◆ **TESTO DEL DOCUMENTO**
La crisi, inoltre, ha costretto molte imprese a chiudere i battenti e altre a ridurre la forza lavoro e questo ha avuto ripercussioni negative sul numero della popolazione residente. Secondo la Confcommercio Campania, il calo demografico allontana ancora di più il Sud dall’Europa.
Il problema non riguarda solo il Mezzogiorno. Secondo l’Istat si prevede un primo leggero ridimensionamento, da 60,4 a 60,3 milioni di abitanti tra il 2019 e il 2030, per poi subire un calo ben più accentuato che porterebbe la popolazione italiana nel 2050 a 58,2 milioni, con una perdita complessiva di 2,2 milioni di residenti rispetto a oggi.
In poche parole, nasceranno sempre meno bambini se non si verificherà, sul breve periodo, una svolta economica e imprenditoriale capace di rigenerare benessere e prospettive. Nel frattempo, le amministrazioni comunali continuano a riempire le città di cemento e cubature inutili e di migliaia di vani disabitati con conseguente deprezzamento degli immobili.

[Una serie di voci]
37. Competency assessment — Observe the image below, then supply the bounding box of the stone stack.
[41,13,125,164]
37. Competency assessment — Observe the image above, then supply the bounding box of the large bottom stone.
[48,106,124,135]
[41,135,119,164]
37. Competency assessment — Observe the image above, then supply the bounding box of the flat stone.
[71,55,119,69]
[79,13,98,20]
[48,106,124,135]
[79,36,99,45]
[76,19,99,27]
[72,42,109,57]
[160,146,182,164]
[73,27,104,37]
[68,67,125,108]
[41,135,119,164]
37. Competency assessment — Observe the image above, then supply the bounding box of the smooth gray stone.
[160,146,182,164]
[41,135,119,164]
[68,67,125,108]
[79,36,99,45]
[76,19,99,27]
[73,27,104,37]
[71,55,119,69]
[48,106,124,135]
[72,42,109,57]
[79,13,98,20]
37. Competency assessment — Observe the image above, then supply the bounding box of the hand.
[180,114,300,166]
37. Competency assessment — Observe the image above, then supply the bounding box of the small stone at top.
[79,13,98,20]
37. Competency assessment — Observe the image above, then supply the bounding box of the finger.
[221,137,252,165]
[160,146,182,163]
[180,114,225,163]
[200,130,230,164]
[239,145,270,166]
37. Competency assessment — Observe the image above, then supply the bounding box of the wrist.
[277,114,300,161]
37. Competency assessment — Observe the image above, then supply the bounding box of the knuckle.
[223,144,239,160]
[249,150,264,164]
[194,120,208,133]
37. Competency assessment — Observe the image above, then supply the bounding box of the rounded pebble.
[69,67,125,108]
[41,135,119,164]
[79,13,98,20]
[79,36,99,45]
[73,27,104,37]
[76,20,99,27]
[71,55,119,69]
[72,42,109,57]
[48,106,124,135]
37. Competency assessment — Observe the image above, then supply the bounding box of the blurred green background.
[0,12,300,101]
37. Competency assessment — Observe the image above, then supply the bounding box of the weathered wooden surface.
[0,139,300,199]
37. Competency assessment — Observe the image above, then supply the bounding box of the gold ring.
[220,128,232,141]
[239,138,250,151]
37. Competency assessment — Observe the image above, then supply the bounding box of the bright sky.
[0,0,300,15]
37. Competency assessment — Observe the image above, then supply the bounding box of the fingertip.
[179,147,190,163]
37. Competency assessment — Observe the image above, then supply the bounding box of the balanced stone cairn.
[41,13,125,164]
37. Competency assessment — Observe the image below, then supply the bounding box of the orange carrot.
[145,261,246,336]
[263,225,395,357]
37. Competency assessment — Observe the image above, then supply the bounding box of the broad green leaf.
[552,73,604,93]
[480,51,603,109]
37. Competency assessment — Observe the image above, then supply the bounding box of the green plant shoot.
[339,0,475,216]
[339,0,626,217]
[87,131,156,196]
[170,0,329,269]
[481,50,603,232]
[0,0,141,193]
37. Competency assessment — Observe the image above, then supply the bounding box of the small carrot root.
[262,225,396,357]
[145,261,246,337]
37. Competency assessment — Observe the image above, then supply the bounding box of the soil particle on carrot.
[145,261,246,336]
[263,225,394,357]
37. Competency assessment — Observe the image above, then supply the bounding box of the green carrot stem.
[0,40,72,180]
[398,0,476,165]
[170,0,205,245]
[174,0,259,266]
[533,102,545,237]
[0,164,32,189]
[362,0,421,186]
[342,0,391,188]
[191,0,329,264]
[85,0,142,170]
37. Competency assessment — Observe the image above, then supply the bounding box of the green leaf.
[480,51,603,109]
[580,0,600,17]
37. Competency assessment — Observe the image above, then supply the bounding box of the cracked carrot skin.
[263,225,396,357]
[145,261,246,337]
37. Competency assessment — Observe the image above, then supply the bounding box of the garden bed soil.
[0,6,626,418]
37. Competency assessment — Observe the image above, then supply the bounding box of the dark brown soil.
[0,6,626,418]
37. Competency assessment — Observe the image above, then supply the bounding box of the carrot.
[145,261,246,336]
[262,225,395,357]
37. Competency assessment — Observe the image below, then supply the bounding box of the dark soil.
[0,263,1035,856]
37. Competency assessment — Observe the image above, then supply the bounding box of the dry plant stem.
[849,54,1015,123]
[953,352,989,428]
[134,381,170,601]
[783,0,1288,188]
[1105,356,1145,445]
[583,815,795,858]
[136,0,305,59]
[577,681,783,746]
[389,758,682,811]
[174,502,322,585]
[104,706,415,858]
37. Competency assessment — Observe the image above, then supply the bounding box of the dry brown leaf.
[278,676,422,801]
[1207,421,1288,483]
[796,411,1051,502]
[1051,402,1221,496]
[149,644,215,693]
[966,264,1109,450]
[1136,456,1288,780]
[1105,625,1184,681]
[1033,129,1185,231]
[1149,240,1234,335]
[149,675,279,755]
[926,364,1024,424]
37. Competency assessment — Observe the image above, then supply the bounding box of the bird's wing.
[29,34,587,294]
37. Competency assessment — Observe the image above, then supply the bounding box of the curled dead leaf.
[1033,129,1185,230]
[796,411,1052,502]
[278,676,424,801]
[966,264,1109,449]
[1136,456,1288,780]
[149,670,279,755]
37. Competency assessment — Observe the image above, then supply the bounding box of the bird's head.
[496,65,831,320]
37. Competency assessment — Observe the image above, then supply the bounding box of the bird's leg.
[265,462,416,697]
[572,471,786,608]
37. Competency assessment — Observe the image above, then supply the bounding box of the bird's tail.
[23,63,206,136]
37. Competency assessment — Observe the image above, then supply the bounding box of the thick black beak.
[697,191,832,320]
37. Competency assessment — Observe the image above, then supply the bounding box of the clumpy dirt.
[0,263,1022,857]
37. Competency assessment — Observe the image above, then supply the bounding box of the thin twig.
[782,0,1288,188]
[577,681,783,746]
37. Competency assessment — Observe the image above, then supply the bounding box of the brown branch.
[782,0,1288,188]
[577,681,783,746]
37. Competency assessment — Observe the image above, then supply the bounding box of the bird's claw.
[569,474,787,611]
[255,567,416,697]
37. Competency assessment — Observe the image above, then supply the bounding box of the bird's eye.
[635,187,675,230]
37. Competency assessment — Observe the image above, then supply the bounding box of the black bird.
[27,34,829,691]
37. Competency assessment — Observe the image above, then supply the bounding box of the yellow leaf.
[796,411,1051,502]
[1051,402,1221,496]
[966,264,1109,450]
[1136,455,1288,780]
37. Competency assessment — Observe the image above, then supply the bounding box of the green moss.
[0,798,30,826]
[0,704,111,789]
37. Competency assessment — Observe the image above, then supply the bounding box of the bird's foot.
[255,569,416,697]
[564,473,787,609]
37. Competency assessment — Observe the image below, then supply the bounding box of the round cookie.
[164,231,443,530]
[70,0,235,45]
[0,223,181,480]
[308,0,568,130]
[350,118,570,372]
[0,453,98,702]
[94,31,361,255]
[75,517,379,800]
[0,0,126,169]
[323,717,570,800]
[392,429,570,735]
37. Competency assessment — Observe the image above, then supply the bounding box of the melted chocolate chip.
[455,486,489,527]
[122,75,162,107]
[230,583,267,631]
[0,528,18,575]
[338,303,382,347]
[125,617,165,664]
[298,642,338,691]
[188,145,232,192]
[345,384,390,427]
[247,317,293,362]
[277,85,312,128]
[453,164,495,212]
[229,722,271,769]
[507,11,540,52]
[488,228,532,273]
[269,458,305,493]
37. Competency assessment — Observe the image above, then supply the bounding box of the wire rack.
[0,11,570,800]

◆ **COMPITO A**
Stabilisci se ciascuna affermazione concorda con il testo sul calo demografico, rispondendo sì o no e citando esattamente le parole decisive del testo: (i) secondo l'Istat, nel 2050 la popolazione italiana scenderebbe a 58,2 milioni; (ii) il problema riguarda soltanto il Mezzogiorno; (iii) le amministrazioni comunali hanno smesso di costruire nelle città.
◆ **COMPITO B**
Riprendi il testo sul calo demografico e proseguilo a partire dalla sua ultima frase.
Le voci non hanno alcun ruolo in questo lavoro.

◆ **RISPOSTA AL COMPITO A**
(i) Sì: «porterebbe la popolazione italiana nel 2050 a 58,2 milioni».
(ii) No: «Il problema non riguarda solo il Mezzogiorno.»
(iii) No: «le amministrazioni comunali continuano a riempire le città di cemento e cubature inutili».

◆ **RISPOSTA AL COMPITO B**
In Campania un mix di fallimento politico e crisi economica sta generando un corto circuito nella struttura sociale di una comunità che non può avere futuro se non inverte la tendenza del saldo naturale. Di questo passo diventerà una Regione della Terza età. E, purtroppo, non saranno le parole “accorate” dei politici di professione o dei sindaci in fascia tricolore l’elemento in grado di cambiare le leggi dell’economia, di ridurre gli effetti della disoccupazione e di arginare il peso devastante dei trend demografici.